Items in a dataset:
════════════════════

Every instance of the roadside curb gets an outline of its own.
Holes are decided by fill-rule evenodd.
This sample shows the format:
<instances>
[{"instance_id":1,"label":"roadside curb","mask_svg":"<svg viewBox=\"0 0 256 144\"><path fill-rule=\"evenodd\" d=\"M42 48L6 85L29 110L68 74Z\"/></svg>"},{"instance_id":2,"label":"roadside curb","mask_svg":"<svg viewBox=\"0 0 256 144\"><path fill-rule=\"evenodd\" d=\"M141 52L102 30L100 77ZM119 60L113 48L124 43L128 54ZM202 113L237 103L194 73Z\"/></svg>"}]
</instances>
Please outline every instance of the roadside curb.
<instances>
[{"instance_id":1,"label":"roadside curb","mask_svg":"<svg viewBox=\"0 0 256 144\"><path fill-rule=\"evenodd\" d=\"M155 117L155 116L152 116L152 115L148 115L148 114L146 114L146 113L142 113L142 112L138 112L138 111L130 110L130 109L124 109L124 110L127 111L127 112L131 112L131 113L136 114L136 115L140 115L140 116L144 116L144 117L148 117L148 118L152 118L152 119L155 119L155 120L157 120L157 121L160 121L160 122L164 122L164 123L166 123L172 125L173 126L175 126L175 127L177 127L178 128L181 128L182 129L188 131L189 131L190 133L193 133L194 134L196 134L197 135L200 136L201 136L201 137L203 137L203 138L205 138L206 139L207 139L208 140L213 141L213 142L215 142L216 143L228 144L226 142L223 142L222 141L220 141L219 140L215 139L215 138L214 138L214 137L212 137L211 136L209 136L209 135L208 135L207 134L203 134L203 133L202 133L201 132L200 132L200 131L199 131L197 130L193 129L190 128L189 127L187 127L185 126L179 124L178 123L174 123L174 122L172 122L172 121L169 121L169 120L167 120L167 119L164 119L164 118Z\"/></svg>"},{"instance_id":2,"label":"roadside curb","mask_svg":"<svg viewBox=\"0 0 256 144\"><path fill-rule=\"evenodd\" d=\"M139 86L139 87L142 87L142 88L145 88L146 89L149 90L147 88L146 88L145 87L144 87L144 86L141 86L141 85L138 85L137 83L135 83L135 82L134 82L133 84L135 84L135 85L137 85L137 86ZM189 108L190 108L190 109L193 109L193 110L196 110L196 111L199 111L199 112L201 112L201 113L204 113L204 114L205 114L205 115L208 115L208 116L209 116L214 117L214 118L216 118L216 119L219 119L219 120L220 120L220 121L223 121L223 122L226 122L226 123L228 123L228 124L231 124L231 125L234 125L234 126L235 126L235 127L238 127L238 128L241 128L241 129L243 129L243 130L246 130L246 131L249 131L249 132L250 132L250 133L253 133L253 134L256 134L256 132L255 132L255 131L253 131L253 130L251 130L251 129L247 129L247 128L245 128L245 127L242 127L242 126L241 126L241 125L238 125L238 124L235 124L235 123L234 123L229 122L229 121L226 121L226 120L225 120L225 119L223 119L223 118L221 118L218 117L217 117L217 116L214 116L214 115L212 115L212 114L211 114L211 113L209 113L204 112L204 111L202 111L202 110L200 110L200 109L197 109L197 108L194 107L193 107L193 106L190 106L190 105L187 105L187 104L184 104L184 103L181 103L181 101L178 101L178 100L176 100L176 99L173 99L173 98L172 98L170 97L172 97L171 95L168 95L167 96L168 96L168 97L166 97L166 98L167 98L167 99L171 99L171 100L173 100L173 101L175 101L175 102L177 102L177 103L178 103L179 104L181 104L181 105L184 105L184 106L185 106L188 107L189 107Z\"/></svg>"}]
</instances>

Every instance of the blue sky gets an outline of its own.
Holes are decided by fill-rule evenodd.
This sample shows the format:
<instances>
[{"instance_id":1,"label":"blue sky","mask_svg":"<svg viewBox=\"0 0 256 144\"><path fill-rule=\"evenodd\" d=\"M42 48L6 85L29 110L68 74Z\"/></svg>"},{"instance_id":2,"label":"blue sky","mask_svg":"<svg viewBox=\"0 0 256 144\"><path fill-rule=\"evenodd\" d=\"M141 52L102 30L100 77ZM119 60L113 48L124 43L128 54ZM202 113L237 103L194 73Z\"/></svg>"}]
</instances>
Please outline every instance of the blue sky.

════════════════════

Exercise goal:
Write out all the items again, putting "template" in place of "sample" everywhere it occurs and leaving the rest unchanged.

Reply:
Every instance of the roadside curb gets an outline of its own.
Holes are decided by fill-rule evenodd.
This template shows the format:
<instances>
[{"instance_id":1,"label":"roadside curb","mask_svg":"<svg viewBox=\"0 0 256 144\"><path fill-rule=\"evenodd\" d=\"M42 48L6 85L29 110L68 74Z\"/></svg>"},{"instance_id":2,"label":"roadside curb","mask_svg":"<svg viewBox=\"0 0 256 144\"><path fill-rule=\"evenodd\" d=\"M141 52L102 30L100 77ZM119 60L113 48L124 43L128 54ZM202 113L237 103L194 73Z\"/></svg>"}]
</instances>
Please outline every instance of the roadside curb.
<instances>
[{"instance_id":1,"label":"roadside curb","mask_svg":"<svg viewBox=\"0 0 256 144\"><path fill-rule=\"evenodd\" d=\"M155 117L155 116L152 116L152 115L148 115L148 114L146 114L146 113L142 113L142 112L138 112L138 111L130 110L130 109L124 109L124 110L127 111L127 112L131 112L131 113L136 114L136 115L140 115L140 116L144 116L144 117L148 117L148 118L152 118L152 119L155 119L155 120L157 120L157 121L160 121L160 122L164 122L164 123L166 123L172 125L173 126L175 126L175 127L177 127L178 128L181 128L182 129L188 131L189 131L190 133L193 133L194 134L196 134L197 135L200 136L201 136L201 137L203 137L203 138L205 138L206 139L207 139L208 140L213 141L213 142L215 142L216 143L228 144L226 142L223 142L222 141L220 141L219 140L215 139L215 138L214 138L214 137L212 137L211 136L209 136L209 135L208 135L207 134L203 134L203 133L202 133L201 132L200 132L200 131L199 131L197 130L193 129L190 128L189 127L187 127L185 126L179 124L178 123L174 123L174 122L172 122L172 121L169 121L169 120L167 120L167 119L164 119L164 118Z\"/></svg>"},{"instance_id":2,"label":"roadside curb","mask_svg":"<svg viewBox=\"0 0 256 144\"><path fill-rule=\"evenodd\" d=\"M139 86L139 87L142 87L142 88L145 88L146 89L149 90L147 88L146 88L145 87L144 87L144 86L141 86L141 85L138 85L137 83L135 83L135 82L134 82L133 84L135 84L135 85L137 85L137 86ZM189 108L190 108L190 109L193 109L193 110L196 110L196 111L199 111L199 112L201 112L201 113L204 113L204 114L205 114L205 115L208 115L208 116L209 116L214 117L214 118L216 118L216 119L219 119L219 120L220 120L220 121L223 121L223 122L226 122L226 123L228 123L228 124L231 124L231 125L234 125L234 126L235 126L235 127L238 127L238 128L241 128L241 129L243 129L243 130L246 130L246 131L249 131L249 132L250 132L250 133L253 133L253 134L256 134L256 132L255 132L255 131L253 131L253 130L251 130L251 129L247 129L247 128L245 128L245 127L242 127L242 126L241 126L241 125L238 125L238 124L235 124L235 123L234 123L229 122L229 121L226 121L226 120L225 120L225 119L223 119L223 118L221 118L218 117L217 117L217 116L214 116L214 115L212 115L212 114L211 114L211 113L209 113L204 112L204 111L202 111L202 110L200 110L200 109L197 109L197 108L194 107L193 107L193 106L190 106L190 105L187 105L187 104L184 104L184 103L181 103L181 101L178 101L178 100L176 100L176 99L173 99L173 98L172 98L170 97L172 97L171 95L168 95L167 96L168 96L168 97L166 97L166 98L167 98L167 99L171 99L171 100L173 100L173 101L175 101L175 102L177 102L177 103L178 103L179 104L181 104L181 105L184 105L184 106L185 106L188 107L189 107Z\"/></svg>"}]
</instances>

Every instance of the blue sky gets an outline of its own.
Holes are decided by fill-rule evenodd.
This template shows the format:
<instances>
[{"instance_id":1,"label":"blue sky","mask_svg":"<svg viewBox=\"0 0 256 144\"><path fill-rule=\"evenodd\" d=\"M42 48L6 85L29 110L68 74Z\"/></svg>"},{"instance_id":2,"label":"blue sky","mask_svg":"<svg viewBox=\"0 0 256 144\"><path fill-rule=\"evenodd\" d=\"M141 52L102 30L100 77ZM119 60L113 48L124 43L128 54ZM202 113L237 103L194 73Z\"/></svg>"}]
</instances>
Please outline every instance of the blue sky.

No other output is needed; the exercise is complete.